[Point labeling records]
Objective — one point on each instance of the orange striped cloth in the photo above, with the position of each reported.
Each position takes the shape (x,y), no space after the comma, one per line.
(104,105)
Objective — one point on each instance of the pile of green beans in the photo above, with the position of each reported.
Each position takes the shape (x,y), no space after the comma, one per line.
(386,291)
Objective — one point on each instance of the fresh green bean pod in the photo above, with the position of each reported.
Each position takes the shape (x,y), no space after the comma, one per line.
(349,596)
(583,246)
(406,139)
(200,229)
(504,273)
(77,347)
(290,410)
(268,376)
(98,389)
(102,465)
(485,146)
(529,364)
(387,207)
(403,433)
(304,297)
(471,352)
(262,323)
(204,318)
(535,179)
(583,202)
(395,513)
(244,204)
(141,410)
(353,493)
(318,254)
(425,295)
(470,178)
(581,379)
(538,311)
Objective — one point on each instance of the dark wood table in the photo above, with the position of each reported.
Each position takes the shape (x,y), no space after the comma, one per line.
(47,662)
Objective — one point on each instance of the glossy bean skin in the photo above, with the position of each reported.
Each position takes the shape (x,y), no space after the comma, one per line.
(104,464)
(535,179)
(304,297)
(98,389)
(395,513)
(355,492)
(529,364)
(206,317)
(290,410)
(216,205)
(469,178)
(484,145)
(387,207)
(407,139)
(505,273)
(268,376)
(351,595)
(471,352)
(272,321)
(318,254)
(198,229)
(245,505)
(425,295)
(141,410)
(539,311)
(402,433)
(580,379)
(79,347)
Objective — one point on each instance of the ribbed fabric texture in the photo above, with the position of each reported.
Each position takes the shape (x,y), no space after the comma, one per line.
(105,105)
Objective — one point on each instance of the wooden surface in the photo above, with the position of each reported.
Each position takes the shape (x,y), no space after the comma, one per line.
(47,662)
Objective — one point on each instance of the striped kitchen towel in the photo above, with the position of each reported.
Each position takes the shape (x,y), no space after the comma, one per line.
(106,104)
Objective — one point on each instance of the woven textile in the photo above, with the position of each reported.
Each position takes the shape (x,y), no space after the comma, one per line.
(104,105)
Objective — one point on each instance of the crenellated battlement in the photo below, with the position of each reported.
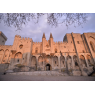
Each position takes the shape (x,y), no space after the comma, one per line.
(37,43)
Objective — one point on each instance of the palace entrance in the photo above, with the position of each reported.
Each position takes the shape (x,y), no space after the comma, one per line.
(48,67)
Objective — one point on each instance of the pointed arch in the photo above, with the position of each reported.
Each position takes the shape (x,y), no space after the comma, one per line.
(83,62)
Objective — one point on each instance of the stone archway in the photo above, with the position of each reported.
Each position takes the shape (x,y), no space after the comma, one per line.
(83,62)
(48,67)
(75,58)
(18,57)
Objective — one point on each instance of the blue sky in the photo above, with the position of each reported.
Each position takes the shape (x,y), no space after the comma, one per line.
(35,31)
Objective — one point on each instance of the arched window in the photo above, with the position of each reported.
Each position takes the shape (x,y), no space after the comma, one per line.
(83,62)
(92,46)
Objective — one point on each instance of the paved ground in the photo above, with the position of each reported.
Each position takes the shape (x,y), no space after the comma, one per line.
(44,78)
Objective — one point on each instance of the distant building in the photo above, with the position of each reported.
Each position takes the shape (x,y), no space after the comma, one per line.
(76,54)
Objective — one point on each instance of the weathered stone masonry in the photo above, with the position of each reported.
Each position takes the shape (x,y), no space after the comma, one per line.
(76,54)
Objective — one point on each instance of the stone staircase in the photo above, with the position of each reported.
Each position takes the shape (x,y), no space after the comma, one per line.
(39,73)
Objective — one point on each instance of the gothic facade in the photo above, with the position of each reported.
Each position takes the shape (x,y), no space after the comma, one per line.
(75,54)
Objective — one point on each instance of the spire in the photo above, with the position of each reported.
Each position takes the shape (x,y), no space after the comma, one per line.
(43,35)
(51,35)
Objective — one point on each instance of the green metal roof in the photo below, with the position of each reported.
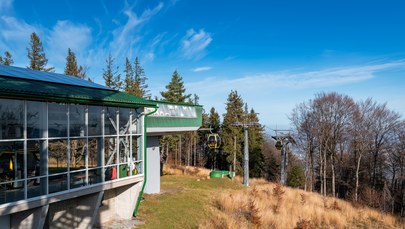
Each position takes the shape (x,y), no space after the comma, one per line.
(176,121)
(47,91)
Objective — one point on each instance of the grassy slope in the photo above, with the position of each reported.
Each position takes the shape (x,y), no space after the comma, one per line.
(184,202)
(191,202)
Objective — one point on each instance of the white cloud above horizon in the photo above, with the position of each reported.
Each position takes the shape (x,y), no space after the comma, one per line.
(261,91)
(5,5)
(329,77)
(201,69)
(64,35)
(194,44)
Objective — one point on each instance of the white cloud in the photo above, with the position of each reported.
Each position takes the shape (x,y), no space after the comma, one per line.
(289,80)
(275,94)
(201,69)
(193,44)
(5,5)
(64,35)
(125,36)
(15,36)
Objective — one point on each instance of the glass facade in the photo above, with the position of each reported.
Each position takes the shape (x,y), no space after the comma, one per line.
(49,147)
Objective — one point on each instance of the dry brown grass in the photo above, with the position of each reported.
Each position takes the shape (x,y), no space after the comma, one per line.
(267,205)
(182,170)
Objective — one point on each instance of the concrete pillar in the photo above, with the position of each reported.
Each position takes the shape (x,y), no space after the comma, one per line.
(153,165)
(126,199)
(5,221)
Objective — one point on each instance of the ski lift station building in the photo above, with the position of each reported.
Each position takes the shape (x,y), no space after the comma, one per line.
(75,154)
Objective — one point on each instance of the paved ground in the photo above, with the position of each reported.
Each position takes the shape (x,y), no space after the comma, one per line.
(122,224)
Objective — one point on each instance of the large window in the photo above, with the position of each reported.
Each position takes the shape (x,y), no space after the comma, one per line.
(54,147)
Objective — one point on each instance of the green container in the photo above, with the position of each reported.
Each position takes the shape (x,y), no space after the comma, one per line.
(123,171)
(220,174)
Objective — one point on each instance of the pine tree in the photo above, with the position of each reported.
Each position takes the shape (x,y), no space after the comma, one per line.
(140,80)
(135,80)
(71,66)
(214,121)
(129,78)
(256,141)
(37,56)
(175,90)
(7,59)
(234,113)
(110,74)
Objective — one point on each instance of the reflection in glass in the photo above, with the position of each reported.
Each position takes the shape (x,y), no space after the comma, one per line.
(124,150)
(57,120)
(94,116)
(77,179)
(110,151)
(57,183)
(36,119)
(94,152)
(12,163)
(110,120)
(124,121)
(11,119)
(77,120)
(14,194)
(57,160)
(95,176)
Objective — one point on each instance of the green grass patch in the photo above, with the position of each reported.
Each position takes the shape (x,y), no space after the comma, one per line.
(183,203)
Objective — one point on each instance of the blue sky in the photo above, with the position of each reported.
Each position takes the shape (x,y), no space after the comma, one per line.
(276,54)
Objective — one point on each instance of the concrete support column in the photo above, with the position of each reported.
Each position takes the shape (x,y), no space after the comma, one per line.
(153,165)
(126,200)
(5,221)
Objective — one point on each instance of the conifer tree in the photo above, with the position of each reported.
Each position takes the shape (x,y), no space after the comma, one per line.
(140,80)
(36,55)
(234,113)
(7,59)
(110,74)
(129,77)
(214,121)
(71,66)
(256,141)
(175,90)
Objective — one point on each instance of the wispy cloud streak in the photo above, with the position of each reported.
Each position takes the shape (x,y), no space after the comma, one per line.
(201,69)
(290,80)
(194,44)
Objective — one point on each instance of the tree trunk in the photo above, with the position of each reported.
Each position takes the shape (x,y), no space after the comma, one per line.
(321,171)
(333,175)
(356,188)
(324,173)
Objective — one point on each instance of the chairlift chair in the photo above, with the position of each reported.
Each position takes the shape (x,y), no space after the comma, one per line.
(213,141)
(279,145)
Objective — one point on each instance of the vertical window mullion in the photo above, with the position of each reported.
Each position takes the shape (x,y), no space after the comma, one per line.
(102,144)
(130,144)
(47,147)
(68,147)
(25,151)
(87,144)
(117,117)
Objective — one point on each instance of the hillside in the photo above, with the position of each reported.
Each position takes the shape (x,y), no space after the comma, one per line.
(190,200)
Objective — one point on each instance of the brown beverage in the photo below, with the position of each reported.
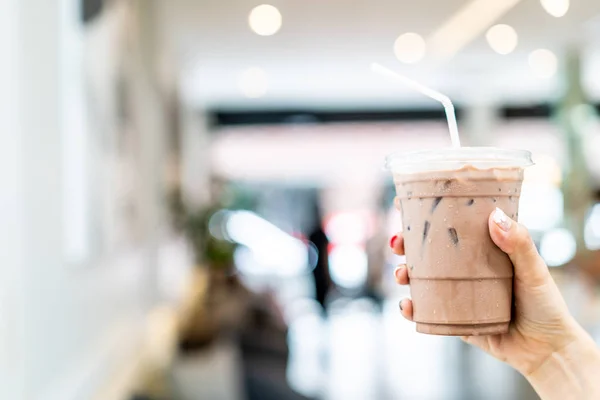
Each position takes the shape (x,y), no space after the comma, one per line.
(460,281)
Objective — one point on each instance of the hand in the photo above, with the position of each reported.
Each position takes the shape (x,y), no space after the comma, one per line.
(542,328)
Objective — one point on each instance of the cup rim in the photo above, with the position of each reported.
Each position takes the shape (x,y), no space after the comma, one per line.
(458,157)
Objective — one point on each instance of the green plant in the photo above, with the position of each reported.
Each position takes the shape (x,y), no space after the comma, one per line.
(194,224)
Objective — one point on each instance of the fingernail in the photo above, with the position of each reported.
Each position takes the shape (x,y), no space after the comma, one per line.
(502,220)
(393,240)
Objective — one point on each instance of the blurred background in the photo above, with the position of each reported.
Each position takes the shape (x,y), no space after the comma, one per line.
(193,199)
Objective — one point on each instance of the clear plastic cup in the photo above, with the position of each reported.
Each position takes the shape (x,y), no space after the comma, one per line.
(461,282)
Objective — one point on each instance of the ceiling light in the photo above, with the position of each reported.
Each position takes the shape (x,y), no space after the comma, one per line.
(254,83)
(558,247)
(556,8)
(409,48)
(265,20)
(543,63)
(465,25)
(502,38)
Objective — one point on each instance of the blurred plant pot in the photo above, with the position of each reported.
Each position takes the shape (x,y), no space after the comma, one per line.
(198,325)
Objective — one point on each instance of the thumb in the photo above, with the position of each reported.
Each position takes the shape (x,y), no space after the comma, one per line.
(514,239)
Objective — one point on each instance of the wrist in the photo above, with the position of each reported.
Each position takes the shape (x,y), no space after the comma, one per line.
(570,372)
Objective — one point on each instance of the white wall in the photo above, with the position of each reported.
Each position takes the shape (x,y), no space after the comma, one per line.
(65,328)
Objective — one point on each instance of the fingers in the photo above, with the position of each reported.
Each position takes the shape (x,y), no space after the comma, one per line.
(401,275)
(406,308)
(513,239)
(397,244)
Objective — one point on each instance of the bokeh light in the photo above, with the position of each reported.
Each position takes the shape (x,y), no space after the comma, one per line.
(558,247)
(503,39)
(556,8)
(265,20)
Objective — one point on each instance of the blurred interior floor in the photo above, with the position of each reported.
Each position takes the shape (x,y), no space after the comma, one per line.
(363,352)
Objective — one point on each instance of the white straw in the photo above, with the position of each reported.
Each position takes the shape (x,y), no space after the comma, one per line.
(448,106)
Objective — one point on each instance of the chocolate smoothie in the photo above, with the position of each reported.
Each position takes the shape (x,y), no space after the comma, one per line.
(461,282)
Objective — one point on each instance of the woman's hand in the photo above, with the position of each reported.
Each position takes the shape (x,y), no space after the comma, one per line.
(543,340)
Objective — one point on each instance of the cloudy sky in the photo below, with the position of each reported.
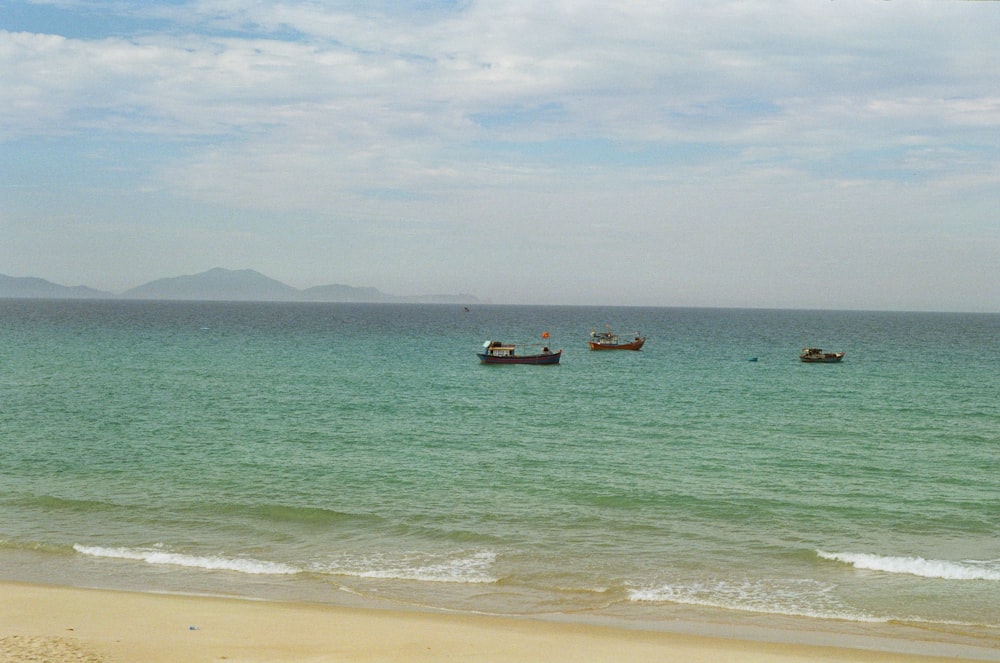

● **Directive**: Pull out every line of the records above that contains the word "brown", and copy each one unchanged.

● **Worked answer**:
Objective — one point on each instance of the dry brown grass in the photo above, with the position of each reported.
Objective — one point on each instance of the brown beverage in the photo below, with the position of each reported.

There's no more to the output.